Repeat, exactly and alone, every line from the line that contains "Where is the grass" to the end of the entries.

Excerpts of bounding box data
>>>
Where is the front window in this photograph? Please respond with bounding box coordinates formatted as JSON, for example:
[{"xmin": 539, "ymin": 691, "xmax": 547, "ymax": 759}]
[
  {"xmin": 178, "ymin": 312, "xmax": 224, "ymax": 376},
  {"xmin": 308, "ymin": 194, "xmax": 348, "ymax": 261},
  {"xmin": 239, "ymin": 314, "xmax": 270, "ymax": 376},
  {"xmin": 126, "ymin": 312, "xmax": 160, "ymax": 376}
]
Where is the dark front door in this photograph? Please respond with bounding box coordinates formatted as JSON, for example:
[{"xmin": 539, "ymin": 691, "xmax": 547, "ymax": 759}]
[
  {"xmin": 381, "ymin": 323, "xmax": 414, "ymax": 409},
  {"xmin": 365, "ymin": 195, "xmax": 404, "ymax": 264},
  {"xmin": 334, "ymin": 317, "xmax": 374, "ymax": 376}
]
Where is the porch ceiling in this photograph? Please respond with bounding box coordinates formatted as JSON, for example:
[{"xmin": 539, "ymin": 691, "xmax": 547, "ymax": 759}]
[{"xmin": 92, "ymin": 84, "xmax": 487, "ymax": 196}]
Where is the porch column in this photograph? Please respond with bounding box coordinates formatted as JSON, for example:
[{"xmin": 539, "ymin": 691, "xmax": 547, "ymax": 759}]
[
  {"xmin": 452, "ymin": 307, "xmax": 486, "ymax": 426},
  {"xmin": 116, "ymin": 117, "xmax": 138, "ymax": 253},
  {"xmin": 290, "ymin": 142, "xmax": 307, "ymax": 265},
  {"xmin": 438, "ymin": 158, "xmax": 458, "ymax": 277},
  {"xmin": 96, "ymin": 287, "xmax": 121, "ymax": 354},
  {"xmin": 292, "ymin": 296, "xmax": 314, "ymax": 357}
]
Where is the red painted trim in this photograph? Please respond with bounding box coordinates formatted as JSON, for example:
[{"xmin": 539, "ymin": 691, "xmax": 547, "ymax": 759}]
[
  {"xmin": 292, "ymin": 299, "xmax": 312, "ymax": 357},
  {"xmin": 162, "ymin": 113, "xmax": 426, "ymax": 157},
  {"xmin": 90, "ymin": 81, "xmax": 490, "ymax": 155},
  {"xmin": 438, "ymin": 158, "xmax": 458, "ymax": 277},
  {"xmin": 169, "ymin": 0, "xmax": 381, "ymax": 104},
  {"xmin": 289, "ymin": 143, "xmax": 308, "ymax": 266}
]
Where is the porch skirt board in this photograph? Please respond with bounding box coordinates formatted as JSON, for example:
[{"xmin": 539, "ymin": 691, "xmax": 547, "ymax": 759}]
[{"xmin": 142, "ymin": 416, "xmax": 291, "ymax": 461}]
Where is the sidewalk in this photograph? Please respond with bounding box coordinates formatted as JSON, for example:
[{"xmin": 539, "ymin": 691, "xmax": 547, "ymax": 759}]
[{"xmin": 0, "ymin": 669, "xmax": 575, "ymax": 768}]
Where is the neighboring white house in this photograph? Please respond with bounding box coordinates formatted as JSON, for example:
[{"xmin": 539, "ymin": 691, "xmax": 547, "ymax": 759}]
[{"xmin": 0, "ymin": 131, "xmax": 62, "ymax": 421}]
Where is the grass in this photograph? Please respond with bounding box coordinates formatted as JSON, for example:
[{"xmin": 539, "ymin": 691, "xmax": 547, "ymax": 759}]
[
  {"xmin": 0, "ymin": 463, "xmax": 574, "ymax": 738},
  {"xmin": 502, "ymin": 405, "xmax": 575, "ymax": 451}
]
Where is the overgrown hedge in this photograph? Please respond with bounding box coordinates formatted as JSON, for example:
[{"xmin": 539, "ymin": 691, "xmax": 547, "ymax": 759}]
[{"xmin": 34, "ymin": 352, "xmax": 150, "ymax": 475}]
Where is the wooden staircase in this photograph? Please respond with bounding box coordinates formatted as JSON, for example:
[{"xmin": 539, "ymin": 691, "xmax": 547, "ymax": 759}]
<<<
Solution for this exercise ::
Where is the grass in this photograph? Please respond with bounding box coordinates formatted as JSON, for example:
[{"xmin": 539, "ymin": 691, "xmax": 547, "ymax": 759}]
[
  {"xmin": 0, "ymin": 463, "xmax": 574, "ymax": 738},
  {"xmin": 502, "ymin": 405, "xmax": 575, "ymax": 451}
]
Where is the overgrown hedge in this photograph? Please respond with bounding box coordinates formatted as JSON, for example:
[{"xmin": 539, "ymin": 691, "xmax": 547, "ymax": 759}]
[{"xmin": 34, "ymin": 352, "xmax": 150, "ymax": 475}]
Where is the wooden staircase in this photograph? Please respond with bounding box coordinates formatted as JSON, for example:
[{"xmin": 539, "ymin": 691, "xmax": 547, "ymax": 759}]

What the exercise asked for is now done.